Brief>
Return every line of the material below that contains the string "blue", copied unchanged.

Records shown>
* start *

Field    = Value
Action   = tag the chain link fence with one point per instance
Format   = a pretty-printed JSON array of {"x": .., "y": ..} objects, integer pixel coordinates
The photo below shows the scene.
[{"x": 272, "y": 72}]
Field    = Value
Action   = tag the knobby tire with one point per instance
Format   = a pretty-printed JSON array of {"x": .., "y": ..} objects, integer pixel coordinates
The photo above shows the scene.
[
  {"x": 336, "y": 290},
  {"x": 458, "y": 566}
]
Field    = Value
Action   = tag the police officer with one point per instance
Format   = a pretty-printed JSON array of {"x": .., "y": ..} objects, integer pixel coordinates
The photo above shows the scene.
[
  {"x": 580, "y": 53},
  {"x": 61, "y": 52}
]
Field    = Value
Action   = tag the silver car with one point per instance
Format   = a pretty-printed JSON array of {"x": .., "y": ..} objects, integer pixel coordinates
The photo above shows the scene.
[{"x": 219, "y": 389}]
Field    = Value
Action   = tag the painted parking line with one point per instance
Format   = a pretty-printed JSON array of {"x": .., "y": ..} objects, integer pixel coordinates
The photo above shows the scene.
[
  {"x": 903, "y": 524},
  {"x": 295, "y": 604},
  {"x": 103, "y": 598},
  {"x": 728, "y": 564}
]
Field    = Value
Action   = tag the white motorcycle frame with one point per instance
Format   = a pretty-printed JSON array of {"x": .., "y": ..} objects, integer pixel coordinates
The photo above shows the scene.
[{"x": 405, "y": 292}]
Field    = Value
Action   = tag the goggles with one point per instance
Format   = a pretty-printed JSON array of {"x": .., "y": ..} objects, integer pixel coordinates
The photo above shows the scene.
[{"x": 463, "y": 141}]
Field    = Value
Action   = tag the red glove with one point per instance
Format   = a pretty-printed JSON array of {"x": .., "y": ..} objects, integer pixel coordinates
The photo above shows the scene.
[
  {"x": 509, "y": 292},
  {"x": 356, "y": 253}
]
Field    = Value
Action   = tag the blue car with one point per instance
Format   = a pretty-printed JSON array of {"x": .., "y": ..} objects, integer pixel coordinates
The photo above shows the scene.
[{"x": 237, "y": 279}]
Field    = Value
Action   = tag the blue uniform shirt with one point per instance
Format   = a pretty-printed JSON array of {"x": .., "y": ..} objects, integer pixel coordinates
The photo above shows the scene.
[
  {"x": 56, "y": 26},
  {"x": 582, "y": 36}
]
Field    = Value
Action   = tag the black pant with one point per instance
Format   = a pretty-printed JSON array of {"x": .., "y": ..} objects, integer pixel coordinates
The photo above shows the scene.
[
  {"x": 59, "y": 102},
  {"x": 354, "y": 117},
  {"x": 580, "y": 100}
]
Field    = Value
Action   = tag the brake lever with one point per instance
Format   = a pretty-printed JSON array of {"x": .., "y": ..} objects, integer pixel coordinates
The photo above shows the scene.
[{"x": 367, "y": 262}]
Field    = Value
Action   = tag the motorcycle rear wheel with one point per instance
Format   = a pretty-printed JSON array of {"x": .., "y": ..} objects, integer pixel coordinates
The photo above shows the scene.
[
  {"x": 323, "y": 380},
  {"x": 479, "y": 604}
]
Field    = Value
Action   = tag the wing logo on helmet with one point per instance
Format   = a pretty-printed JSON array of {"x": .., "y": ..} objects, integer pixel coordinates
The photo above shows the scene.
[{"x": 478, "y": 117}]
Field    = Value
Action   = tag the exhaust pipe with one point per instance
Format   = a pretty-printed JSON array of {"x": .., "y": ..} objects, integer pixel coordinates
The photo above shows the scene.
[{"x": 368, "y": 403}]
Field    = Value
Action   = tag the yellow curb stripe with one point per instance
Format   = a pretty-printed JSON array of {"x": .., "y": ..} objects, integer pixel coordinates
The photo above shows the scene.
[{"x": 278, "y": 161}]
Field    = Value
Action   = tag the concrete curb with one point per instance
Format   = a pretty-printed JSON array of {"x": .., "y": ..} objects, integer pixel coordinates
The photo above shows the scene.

* end *
* start *

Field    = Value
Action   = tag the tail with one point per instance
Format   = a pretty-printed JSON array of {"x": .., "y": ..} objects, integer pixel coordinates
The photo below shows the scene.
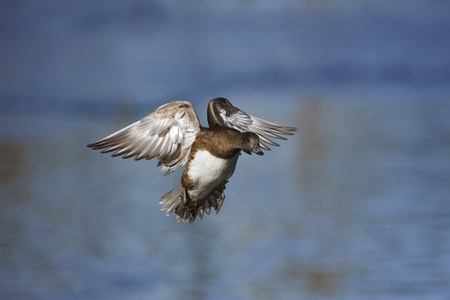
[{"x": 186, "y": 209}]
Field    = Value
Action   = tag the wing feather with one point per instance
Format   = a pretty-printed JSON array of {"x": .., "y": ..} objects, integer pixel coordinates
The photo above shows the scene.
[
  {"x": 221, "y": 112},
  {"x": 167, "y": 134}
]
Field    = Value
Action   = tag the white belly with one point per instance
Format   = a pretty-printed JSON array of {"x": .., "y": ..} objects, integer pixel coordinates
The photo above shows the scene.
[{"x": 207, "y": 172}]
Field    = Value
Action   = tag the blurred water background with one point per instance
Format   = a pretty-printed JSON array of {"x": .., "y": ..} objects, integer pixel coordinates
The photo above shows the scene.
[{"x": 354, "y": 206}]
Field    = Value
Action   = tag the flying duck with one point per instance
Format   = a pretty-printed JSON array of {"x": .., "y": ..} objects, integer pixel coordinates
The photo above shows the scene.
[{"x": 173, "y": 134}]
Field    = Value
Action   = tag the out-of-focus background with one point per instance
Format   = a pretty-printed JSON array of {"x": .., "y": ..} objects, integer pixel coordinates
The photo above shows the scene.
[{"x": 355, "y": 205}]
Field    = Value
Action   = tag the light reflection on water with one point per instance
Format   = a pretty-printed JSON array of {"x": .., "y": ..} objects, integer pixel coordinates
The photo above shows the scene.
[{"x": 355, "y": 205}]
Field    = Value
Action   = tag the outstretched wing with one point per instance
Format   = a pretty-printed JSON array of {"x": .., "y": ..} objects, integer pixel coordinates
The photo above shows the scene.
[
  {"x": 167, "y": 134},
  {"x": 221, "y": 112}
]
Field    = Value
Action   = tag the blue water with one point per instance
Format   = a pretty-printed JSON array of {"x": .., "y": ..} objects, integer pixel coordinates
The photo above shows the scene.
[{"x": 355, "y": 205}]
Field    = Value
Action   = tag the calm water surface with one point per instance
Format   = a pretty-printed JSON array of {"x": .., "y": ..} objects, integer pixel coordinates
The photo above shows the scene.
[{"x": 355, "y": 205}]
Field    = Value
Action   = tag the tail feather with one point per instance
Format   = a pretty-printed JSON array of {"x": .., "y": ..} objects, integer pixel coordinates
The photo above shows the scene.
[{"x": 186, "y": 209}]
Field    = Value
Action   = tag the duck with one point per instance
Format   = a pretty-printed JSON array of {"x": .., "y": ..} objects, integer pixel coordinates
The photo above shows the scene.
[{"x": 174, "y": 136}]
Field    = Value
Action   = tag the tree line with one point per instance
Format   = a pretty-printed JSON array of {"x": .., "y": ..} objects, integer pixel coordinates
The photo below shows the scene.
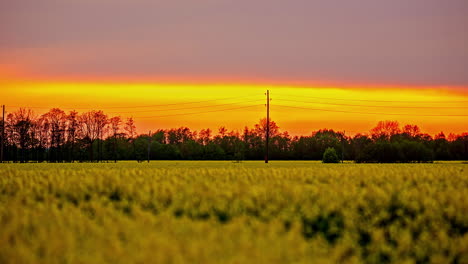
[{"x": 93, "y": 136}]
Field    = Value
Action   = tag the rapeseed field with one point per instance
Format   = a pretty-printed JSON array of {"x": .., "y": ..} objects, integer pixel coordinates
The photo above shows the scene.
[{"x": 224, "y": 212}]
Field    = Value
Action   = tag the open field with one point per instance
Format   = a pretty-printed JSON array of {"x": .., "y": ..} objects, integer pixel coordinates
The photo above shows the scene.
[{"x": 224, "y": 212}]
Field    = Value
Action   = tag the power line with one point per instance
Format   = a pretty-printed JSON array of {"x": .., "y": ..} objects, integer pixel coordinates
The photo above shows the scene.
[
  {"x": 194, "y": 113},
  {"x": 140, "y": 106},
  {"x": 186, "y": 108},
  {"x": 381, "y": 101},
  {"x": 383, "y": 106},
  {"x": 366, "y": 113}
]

* end *

Written response>
Action   = tag the blue car with one point per instance
Action   = tag the blue uniform shirt with one point per instance
Action   = tag the blue water with one point per instance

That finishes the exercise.